Yazılı Görev A:
Listede "Your task is to identify the entry" ifadesini içeren satırdan "[0,310,516,400]" ifadesini içeren satıra kadar, bu satır da dâhil olmak üzere, satırları "bounding box" yerine "enclosing box" koyup geri kalan her şeyi aynen bırakarak yeniden yazınız.

Alıntı:
===============
Real Time Strategy (RTS) yani gerçek zamanlı stratej dendiği zaman akla ilk gelen seri Command & Conquer serisi olmuştur. Dune diyenleride duyar gibiyim. Ama yine de C&C oyunlarının devamlılığı nedeniyle Dune’a göre daha bir kalıcı olduğu bir gerçek.
RTS oyunları arasında Earth 2140’tan başlayan seri bizim için aslında bir hayli farklı bir yere sahiptir. Oyun çıktığı senelerde üçüncü boyuta dair henüz bir strateji motoru yapılmamıştı. Oyun iki boyutluydu fakat bu oyunun asıl özelliği çıktığı dönemde tamamen Türkçe desteğinin oluşuydu. Earth 2150 RTS dünyası için kısmi bir sürpriz olmuştu. Çünkü insanlar daha başarılı isimlerden daha yapıtlar beklerken Earth kendisinden hiç beklenmeyen bir kalite ile oyun severlerin karşısına geldi ve gönüllerde that kurmaya aday oldu. 2140 dünyadaki iki gücün savaşını, 2150 dünyanın paylaşılacak yerinin kalmayıp yeni kaynakların ve yeni yerleşim yerlerinin aranmasını ve bu yazımda tanıtacağım Earth 2160 ise artık yaşanamayacak dünyadan kaçararak Mars’ta verilen özgürlük mücadelesini konu alıyor
Oyunun senaryosu ile başlamışken hemen ırklardan bahsetmek istiyorum. Oyunda 4 adet ırk bulunuyor. Eurasian Dynasty (ED) kendilerini savunmaya adamış insan topluluğu, Lunar Corporation (LC) tamamını kadınların oluşturduğu barışçıl ırk, United Civiziled States (UCS) savaş robotlarının oluşturduğu bir topluluk ki adından da anlaşıldığı gibi yok etmeye yönelik bir topluluk. Bunlar Mars dışı bulunan ırklar. Son ırkımız ise Mars’ın kendi bünyesinde barındırıp UCS onları uyandırana kadar uyuyan ırk; yaratık ırkı.
RTS veya normal stratejilerde olduğu gibi her ırkın görüntüsünden teknolojilerine, unite çeşidinden kültürel yapılarına kadar farklı olması bu oyunda da mevcut. Her ırkın diğer ırklara nazaran bazı avantajları veya bazı dezavantajları var. Örneğin UCS saldırıları çok etkili olurken savunmaları oldukça yetersiz oluyor. Ya da yaratık ırkı UCS gibi alenen değil sessiz ve derinden saldırılarla çözüme gitmeye çalışıyor. Bunun gibi bir çok farklılıklar var fakat oyunda en iyi ırk diyebileceğim bir ırk yok. Yeterince dengeli bir şekilde paylaşım yapılmış. Bunu sizlerde oyunu bütün ırklarla oynadığınız zaman anlayabileceksiniz.
===============
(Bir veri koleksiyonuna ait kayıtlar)
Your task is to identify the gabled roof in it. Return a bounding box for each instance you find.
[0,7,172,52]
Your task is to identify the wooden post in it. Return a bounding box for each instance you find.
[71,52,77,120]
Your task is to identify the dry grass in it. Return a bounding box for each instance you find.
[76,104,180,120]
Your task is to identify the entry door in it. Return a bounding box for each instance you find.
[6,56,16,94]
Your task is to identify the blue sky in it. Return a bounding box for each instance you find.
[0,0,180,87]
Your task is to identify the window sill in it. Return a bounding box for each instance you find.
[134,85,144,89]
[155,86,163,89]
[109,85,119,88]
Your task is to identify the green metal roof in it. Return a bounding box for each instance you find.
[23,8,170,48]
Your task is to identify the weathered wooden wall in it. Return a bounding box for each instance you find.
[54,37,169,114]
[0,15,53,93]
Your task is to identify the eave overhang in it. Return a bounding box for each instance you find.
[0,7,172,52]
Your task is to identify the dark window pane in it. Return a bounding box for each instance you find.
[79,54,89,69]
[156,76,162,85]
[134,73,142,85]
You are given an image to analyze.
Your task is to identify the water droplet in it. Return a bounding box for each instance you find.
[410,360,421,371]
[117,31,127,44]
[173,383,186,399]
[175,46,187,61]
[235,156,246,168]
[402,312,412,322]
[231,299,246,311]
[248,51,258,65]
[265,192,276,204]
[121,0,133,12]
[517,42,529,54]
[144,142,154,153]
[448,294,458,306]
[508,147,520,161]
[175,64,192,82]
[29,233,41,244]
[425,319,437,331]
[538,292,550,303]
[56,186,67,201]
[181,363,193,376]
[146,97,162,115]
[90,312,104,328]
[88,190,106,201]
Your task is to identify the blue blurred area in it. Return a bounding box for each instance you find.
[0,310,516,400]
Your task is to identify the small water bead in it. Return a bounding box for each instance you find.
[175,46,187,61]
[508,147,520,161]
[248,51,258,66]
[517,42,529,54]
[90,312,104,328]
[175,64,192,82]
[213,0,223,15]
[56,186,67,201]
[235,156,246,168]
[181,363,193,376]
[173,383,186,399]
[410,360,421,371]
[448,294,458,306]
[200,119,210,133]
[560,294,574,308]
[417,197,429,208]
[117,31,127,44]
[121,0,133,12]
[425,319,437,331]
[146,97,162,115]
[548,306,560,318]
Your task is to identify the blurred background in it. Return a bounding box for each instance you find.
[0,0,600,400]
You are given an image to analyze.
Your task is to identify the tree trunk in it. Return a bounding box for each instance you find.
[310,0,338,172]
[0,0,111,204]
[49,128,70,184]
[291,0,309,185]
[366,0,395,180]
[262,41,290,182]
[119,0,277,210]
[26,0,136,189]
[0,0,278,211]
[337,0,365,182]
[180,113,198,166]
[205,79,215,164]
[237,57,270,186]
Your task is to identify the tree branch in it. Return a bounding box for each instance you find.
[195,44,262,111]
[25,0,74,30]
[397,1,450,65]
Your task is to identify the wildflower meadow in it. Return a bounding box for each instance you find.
===============
Yazılı Görev B:
Earth 2160 oyununu tanıtan yazıyı kaldığı yerden sürdürünüz.

Görev Çıktısı A:
Your task is to identify the entry door in it. Return a enclosing box for each instance you find.
[6,56,16,94]
Your task is to identify the blue sky in it. Return a enclosing box for each instance you find.
[0,0,180,87]
Your task is to identify the window sill in it. Return a enclosing box for each instance you find.
[134,85,144,89]
[155,86,163,89]
[109,85,119,88]
Your task is to identify the green metal roof in it. Return a enclosing box for each instance you find.
[23,8,170,48]
Your task is to identify the weathered wooden wall in it. Return a enclosing box for each instance you find.
[54,37,169,114]
[0,15,53,93]
Your task is to identify the eave overhang in it. Return a enclosing box for each instance you find.
[0,7,172,52]
Your task is to identify the dark window pane in it. Return a enclosing box for each instance you find.
[79,54,89,69]
[156,76,162,85]
[134,73,142,85]
You are given an image to analyze.
Your task is to identify the water droplet in it. Return a enclosing box for each instance you find.
[410,360,421,371]
[117,31,127,44]
[173,383,186,399]
[175,46,187,61]
[235,156,246,168]
[402,312,412,322]
[231,299,246,311]
[248,51,258,65]
[265,192,276,204]
[121,0,133,12]
[517,42,529,54]
[144,142,154,153]
[448,294,458,306]
[508,147,520,161]
[175,64,192,82]
[29,233,41,244]
[425,319,437,331]
[538,292,550,303]
[56,186,67,201]
[181,363,193,376]
[146,97,162,115]
[90,312,104,328]
[88,190,106,201]
Your task is to identify the blue blurred area in it. Return a enclosing box for each instance you find.
[0,310,516,400]

Görev Çıktısı B:
Oyunun teknik özelliklere baktığımız zaman yüzümüz gülmeye devam ediyor. 3 boyutlu unite grafikleri, unite ve çevre modellemeleri oldukça temiz ve güzel olmuş. Ayrıca gündüz ve gece öğeleri oldukça oyuna güzel yansıtılmış. Bu öğe sadece grafiksel anlamda kalmamış. Oynanışa etkisi de olmuş. Örneğin birlikleriniz geceleri daha az görüş açısına sahip olabiliyor. Bu durumda bazı birliklerinizin farlarını açabiliyorsunuz. Fakat bu da sizi tam tambiri ile “lamba” gibi ortaya çıkarıyor. Düşmanlarınıza farlarınızla “Ben burdayım gelin beni vurun” diyorsunuz. Neyse… Grafiklerin bu kadar temiz bu kadar güzel oluşununda bir sonucu oluyor. Yüksek sistem gereksinimleri. En azından 2 GHz’lik bir işlemci ve 128 MB’lık bir ekran kartına sahip olmalısınız ki bahsettiğim “görsel şölen”e bakabilesiniz.
Oyunun ses efektleri olması gerektiği gibi. Fakat müzikler çalması gerektiği gibi çalmıyor. Daha doğrusu çalması gerektiği yerde çalmıyorlar. Savaş anında yavaş tempoda bir müzik ya da güzel güzel birliklerinizi gezdirirken çalan gaz bir müzik oyunu kötü gösteriyor.
Oyunun bir başka problemi de yapay zekası. İyi bir geçmişi olan, serisinin üçüncü oyunu olan ve bu kadar güzel grafiklere sahip olan bir RTS’de bu kadar saçmalayabilen yapay zeka neden olmuş anlayabilmiş değilim. Oyunun geneline etki yapmıyor belki ama bazı görevlerin bazı anlarında olan şeyler sizi oyundan soğutabilir dikkatli olun. Oyunun yamasının bu duruma kısmen çözüm getirdiği söylensede benim gibi kusursuzluğu arayan strateji severler oldukça sinirlenecek.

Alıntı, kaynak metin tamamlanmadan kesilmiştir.